• _What you should do_:
In the entries below, copy only the lines from the one that contains "You are given a photograph. For the lamp" through the last line, exactly, and omit any pictures.

***** Supplied entries

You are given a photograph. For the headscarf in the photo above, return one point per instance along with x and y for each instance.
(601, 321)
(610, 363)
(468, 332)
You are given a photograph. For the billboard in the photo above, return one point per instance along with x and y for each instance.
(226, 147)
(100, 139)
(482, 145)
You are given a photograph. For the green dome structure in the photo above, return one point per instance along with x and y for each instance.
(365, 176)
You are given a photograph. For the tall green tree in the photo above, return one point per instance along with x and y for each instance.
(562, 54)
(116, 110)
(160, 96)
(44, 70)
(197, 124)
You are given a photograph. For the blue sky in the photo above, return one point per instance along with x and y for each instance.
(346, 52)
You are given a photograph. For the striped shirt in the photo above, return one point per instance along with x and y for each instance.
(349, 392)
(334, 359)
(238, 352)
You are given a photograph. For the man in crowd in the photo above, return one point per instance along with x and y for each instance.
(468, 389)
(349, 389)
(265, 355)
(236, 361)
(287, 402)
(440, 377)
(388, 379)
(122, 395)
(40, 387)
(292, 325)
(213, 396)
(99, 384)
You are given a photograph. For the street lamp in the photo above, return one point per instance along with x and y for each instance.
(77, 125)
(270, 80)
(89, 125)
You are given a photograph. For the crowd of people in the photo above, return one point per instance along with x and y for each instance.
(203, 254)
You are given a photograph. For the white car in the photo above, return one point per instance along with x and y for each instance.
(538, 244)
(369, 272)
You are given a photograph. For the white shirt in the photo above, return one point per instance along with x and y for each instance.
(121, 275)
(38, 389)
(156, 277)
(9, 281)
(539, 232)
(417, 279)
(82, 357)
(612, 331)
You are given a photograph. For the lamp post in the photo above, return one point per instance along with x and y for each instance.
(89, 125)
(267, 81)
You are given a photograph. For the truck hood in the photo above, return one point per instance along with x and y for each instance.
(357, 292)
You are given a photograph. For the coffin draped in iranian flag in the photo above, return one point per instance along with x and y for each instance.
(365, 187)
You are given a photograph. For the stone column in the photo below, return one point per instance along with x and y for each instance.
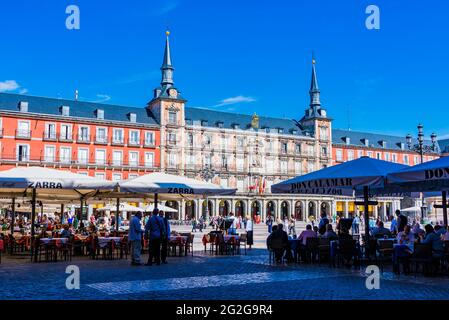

**********

• _Written response_:
You are given a photograph. For the lamp post in the photo above, return one point per instance along with x and y for each instance.
(89, 125)
(267, 81)
You are given a photograph. For the truck hood in the photo above, return one point per instance along with x and y for each instance.
(357, 292)
You are given a photograph. For the coffin draped in iranian flag in the photo above, return one point per instance along with x and y for each instance.
(365, 187)
You are given a photograph. For the stone column in the photo below, return one point per instance along with x and y for each instance.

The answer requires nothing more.